Tekstgedeelte:
********
GRENU (Paul de) was de zoon van hopman Philips de Grenu, die zich bij het beleg van Leiden in 1574 onderscheiden had en in 1599 door zijn zoon als hopman eener waalsche compagnie werd opgevolgd. Toen Prins Maurits op 10 Mei 1604 IJzendijke had ingenomen, kreeg Paul de Grenu, toen sergeant-majoor in het regiment van der Noot, het opperbevel over deze ‘sleutel van Vlaanderen’ (Vondel in Verovering van Grol); 1606 luitenant-generaal der artillerie. Bij een commissie naar Grevelingen werd hij krijgsgevangen gemaakt, doch tegen aanzienlijk losgeld vrijgelaten. In 1624 werd hij door koning Jacobus van Engeland tot ridder verheven. In 1625 werd hij onder Frederik Hendrik ook kolonel der infant. Bij het beleg van 's Hertogenbosch werd de Grenu belast met het opperbevel der artillerie, doch hij sneuvelde 29 Juli 1629.
********
Fragmenten uit rijen:
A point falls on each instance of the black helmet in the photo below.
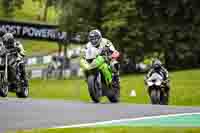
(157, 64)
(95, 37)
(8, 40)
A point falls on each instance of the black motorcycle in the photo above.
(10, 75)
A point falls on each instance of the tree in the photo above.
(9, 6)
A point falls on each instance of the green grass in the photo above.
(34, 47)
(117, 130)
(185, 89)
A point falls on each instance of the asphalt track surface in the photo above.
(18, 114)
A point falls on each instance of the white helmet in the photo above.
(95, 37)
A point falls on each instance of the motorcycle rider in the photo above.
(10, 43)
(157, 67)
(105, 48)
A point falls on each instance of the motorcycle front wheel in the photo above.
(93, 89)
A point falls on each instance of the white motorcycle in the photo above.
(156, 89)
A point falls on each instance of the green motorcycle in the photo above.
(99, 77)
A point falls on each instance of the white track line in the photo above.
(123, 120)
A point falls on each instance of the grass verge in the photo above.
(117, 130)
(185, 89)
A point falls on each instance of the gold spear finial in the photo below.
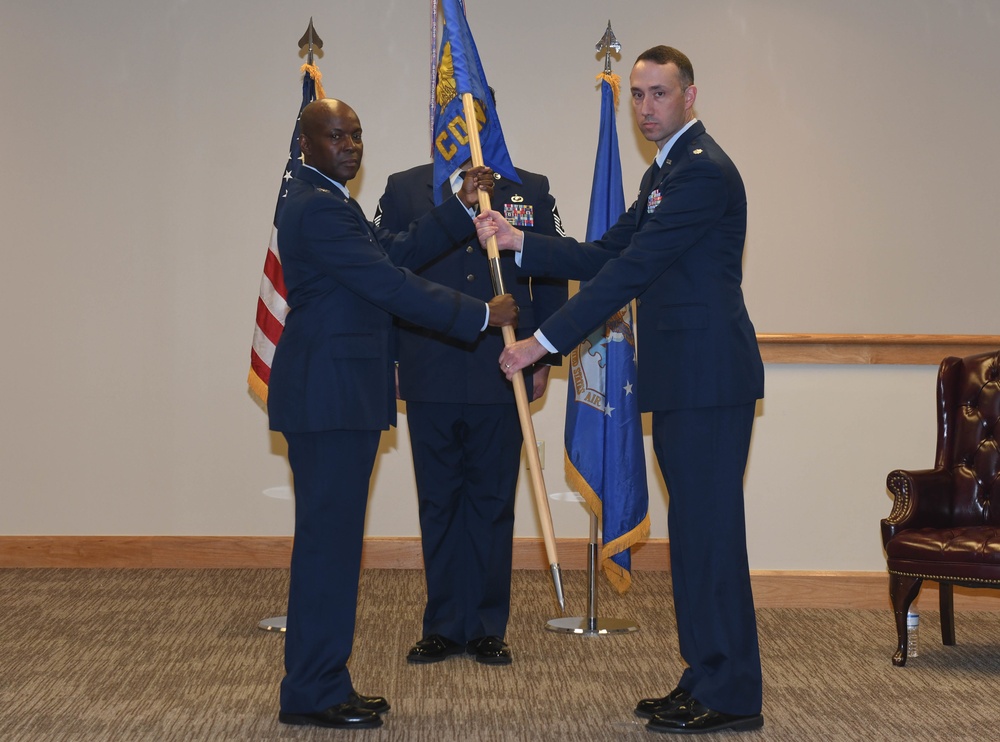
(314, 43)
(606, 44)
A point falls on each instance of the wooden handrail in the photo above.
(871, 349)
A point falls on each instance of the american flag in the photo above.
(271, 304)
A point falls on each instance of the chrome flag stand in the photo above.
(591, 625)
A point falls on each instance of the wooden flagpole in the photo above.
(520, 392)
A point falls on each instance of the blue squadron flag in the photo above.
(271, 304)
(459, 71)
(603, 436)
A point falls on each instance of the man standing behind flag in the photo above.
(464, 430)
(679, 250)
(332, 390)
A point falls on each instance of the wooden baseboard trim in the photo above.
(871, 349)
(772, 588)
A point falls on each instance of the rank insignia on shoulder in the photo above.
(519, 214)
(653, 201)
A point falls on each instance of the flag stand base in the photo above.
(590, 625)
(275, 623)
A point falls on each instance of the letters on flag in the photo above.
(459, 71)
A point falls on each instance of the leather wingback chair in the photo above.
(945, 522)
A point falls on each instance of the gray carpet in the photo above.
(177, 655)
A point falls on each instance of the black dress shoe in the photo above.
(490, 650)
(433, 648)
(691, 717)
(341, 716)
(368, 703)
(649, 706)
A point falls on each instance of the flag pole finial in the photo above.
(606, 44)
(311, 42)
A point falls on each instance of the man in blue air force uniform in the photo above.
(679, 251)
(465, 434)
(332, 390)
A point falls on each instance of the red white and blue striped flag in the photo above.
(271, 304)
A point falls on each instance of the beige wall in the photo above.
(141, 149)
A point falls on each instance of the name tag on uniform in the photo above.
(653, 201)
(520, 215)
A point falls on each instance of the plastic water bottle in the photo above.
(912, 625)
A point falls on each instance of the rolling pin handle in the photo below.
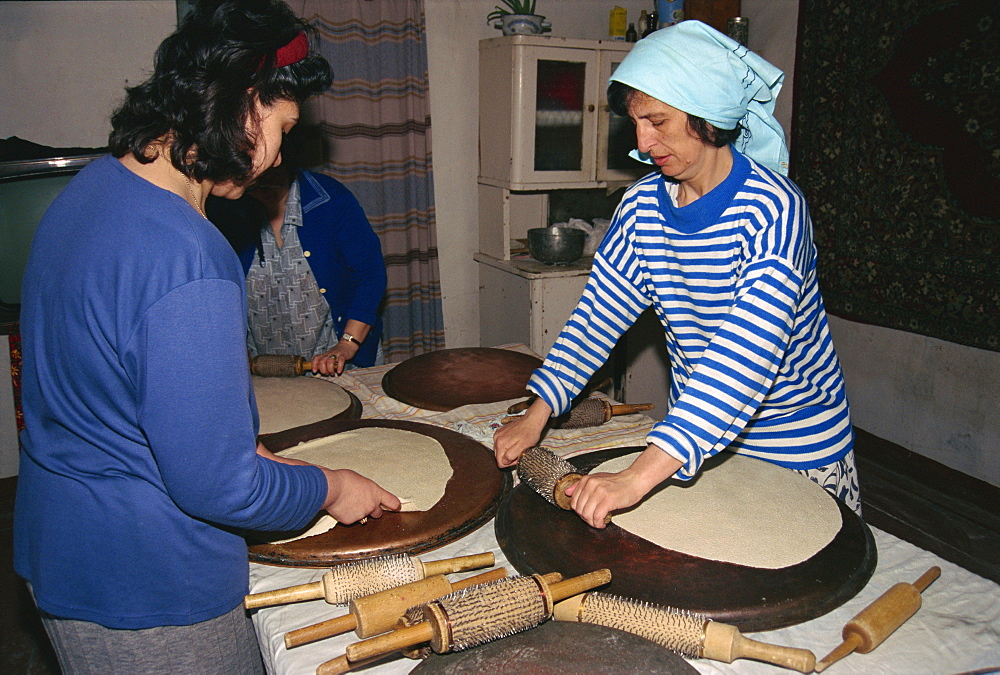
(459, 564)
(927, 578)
********
Wat te doen:
1) Vertaal alstublieft deze zin uit de tekst over Paul de Grenu in het Engels: "In 1624 werd hij door koning Jacobus van Engeland tot ridder verheven."
2) Geef een vervolg op de tekst over Paul de Grenu, te beginnen na de laatste zin.

Antwoorden per taak:
1) In 1624 he was knighted by King James of England.

2)
Hij is gehuwd geweest met Maria Stas. Waarschijnlijk is een zoon van hem: Maurits de Grenu, in 1662 kommandeur van Sas-van-Gent, gehuwd met Wilhelmina van Weede en overl. 1667. De Grenu had met Constantijn Huygens gemeenschappelijk grondbezit in Staats-Vlaanderen (vgl. Schinkel, Bijdragen enz. 44, 's Gravenh. 1842).
[pagina 497]
[p. 497]
Zie: Zelandia Illustrata II, 337; Nagtglas, Levensber. v. Zeeuwen I, 293; ten Raa en de Bas, Staatsche Leger I, 208, II, 155, 176, 266, III, 15, 85, 195, 233, 254, 256, 267, IV, 232, 260, 277, 333.